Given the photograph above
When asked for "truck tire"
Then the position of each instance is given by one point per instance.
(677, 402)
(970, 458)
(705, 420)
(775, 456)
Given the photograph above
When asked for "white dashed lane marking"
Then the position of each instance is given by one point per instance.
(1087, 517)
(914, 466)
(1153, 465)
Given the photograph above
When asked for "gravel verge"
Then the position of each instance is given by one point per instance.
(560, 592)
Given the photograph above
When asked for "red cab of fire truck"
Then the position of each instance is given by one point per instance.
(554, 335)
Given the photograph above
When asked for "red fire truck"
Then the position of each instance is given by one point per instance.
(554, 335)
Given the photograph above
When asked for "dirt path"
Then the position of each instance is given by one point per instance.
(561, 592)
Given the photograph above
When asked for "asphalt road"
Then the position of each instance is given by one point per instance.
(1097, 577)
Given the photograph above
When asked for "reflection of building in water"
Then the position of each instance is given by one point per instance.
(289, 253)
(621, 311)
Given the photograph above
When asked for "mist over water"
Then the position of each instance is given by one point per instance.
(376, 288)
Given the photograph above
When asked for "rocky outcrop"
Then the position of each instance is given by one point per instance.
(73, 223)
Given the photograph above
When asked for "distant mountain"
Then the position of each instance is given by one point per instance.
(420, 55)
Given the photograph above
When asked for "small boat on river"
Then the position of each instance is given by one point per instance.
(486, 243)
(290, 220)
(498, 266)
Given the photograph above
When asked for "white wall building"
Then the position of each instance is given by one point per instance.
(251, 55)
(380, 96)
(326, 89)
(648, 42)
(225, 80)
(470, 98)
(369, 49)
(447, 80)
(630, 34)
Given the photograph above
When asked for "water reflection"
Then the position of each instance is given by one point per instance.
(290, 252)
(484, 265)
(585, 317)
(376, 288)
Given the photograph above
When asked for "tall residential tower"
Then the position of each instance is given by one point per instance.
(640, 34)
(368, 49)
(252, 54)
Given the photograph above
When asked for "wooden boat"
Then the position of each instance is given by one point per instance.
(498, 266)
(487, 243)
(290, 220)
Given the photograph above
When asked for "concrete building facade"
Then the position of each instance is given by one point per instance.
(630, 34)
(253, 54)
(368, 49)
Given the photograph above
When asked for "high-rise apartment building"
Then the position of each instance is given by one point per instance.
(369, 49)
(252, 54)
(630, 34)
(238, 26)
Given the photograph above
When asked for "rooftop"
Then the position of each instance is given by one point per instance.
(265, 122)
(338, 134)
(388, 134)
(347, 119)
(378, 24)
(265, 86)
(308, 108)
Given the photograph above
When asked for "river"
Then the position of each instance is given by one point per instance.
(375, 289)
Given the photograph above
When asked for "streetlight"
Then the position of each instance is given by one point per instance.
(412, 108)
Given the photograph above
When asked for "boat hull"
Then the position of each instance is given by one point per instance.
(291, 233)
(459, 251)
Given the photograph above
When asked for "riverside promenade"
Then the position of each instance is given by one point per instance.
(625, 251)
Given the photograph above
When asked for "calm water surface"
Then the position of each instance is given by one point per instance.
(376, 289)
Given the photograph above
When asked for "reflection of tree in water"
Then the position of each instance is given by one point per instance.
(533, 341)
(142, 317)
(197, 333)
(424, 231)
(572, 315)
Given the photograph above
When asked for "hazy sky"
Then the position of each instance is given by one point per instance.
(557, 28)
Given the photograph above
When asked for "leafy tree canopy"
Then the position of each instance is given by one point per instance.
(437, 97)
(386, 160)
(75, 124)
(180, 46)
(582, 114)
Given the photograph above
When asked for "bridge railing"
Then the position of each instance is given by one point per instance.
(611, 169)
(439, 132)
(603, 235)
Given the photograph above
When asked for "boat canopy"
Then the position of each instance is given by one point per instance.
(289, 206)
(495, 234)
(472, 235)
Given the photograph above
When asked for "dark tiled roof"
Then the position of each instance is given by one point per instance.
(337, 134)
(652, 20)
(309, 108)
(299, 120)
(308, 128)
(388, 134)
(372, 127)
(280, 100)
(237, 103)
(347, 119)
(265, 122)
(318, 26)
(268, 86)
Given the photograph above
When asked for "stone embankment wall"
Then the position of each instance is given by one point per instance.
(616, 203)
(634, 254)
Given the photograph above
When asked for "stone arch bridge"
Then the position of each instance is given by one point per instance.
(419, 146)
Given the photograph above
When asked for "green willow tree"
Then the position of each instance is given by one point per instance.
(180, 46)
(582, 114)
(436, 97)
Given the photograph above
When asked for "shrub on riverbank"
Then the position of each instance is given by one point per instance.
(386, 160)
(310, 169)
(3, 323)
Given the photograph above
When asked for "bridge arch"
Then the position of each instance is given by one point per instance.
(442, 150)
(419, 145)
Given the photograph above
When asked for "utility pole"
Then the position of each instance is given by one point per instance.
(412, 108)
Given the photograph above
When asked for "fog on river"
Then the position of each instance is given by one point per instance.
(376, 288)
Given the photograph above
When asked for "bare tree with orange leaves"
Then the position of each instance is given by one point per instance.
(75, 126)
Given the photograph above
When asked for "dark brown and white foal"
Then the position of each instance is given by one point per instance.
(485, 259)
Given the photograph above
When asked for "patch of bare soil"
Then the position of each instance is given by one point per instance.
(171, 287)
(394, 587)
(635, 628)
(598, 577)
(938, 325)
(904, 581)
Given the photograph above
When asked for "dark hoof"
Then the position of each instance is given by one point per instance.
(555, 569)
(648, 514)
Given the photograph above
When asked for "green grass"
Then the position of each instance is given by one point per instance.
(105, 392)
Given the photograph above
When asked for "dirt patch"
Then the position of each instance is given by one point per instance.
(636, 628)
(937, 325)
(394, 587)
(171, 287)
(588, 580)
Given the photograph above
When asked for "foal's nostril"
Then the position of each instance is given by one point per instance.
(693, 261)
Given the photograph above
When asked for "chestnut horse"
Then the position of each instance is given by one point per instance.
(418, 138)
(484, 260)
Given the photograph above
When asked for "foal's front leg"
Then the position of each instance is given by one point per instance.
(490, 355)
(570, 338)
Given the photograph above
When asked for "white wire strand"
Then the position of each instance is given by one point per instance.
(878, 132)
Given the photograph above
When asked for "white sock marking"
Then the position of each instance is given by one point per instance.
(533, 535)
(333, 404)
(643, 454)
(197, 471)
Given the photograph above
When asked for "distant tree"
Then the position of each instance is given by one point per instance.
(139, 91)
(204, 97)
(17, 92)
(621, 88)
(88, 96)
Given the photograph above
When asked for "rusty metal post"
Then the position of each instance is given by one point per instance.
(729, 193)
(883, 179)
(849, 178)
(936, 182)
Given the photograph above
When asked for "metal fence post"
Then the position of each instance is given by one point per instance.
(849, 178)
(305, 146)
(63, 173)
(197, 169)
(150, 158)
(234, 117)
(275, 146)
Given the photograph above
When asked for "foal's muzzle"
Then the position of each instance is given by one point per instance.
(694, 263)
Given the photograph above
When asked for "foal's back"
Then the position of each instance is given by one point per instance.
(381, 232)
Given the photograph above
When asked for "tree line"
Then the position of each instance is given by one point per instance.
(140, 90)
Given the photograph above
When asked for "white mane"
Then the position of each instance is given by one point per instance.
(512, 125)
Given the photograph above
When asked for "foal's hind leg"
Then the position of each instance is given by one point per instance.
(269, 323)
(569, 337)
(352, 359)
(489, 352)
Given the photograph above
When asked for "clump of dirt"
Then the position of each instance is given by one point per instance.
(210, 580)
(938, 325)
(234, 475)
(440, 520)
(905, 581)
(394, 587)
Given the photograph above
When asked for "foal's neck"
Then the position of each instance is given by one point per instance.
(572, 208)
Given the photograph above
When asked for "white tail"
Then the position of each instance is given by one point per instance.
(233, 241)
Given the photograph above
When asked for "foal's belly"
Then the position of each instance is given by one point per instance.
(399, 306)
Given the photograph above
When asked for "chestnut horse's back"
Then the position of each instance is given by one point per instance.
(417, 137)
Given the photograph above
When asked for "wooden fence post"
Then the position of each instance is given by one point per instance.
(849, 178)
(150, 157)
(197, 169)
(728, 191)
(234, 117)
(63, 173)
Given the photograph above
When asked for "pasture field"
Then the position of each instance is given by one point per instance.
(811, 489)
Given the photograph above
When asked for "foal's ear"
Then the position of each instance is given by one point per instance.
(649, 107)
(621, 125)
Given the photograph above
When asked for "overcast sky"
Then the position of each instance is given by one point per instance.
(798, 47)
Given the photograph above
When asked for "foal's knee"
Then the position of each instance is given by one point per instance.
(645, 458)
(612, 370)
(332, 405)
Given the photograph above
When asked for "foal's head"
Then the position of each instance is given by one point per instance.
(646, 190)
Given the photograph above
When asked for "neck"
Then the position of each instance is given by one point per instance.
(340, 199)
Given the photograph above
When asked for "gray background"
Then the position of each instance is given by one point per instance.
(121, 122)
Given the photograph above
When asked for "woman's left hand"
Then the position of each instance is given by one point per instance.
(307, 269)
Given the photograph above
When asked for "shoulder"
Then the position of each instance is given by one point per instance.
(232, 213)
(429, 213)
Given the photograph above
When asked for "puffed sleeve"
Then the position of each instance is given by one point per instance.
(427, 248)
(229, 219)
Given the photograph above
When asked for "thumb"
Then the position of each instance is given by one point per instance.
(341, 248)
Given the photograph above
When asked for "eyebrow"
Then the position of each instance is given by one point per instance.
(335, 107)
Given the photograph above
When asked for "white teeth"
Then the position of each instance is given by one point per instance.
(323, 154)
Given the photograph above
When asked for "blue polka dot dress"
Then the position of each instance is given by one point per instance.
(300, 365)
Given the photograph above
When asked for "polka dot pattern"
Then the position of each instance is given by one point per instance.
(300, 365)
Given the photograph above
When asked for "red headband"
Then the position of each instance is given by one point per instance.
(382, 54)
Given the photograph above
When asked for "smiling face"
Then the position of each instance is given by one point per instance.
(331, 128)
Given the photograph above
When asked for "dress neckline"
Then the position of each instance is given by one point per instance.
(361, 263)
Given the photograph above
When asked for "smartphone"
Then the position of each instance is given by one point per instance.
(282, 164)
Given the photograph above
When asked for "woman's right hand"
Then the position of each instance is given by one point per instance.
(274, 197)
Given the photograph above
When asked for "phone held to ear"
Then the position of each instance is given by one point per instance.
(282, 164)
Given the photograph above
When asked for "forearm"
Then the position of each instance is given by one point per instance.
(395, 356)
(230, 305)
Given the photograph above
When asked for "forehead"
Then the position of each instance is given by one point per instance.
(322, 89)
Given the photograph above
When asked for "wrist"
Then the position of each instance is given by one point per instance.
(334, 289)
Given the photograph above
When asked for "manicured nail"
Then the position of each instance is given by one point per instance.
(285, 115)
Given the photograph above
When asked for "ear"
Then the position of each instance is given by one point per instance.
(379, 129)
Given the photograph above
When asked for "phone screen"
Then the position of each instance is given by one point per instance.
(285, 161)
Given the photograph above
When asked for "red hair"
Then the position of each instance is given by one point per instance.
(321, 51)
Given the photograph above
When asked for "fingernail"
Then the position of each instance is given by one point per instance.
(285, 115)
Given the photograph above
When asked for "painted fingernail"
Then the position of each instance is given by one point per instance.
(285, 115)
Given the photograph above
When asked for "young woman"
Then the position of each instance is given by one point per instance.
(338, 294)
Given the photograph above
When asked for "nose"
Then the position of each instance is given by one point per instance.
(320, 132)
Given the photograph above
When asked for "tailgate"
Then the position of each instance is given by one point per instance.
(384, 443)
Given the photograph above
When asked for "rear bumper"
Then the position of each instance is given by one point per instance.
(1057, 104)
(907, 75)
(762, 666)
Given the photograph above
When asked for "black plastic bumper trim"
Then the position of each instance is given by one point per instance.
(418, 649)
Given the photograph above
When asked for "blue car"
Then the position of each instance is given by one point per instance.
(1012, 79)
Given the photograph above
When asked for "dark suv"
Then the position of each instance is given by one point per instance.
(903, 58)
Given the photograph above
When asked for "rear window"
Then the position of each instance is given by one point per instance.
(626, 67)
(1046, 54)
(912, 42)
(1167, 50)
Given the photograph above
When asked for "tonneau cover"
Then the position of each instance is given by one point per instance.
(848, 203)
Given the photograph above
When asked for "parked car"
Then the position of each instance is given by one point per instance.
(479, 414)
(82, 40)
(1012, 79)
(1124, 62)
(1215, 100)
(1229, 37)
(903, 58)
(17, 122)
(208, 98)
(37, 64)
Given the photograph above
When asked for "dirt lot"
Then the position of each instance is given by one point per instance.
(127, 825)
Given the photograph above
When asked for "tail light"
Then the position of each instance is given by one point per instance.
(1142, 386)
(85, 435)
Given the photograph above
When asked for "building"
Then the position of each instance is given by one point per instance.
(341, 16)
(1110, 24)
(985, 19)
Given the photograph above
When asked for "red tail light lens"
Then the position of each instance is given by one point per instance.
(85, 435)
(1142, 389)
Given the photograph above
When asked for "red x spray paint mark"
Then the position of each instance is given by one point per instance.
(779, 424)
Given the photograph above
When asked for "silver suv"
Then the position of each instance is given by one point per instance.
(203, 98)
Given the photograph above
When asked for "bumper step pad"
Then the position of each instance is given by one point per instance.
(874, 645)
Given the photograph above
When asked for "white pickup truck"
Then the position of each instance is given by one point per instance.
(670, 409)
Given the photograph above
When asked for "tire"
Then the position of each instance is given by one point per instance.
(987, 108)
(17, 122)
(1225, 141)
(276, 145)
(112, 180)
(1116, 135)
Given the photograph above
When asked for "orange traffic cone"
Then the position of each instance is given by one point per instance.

> Exercise requirements
Every line that holds the word "wooden" should be copied from the records.

> Reply to the task
When asked for "wooden boat"
When asked for "wooden fence post"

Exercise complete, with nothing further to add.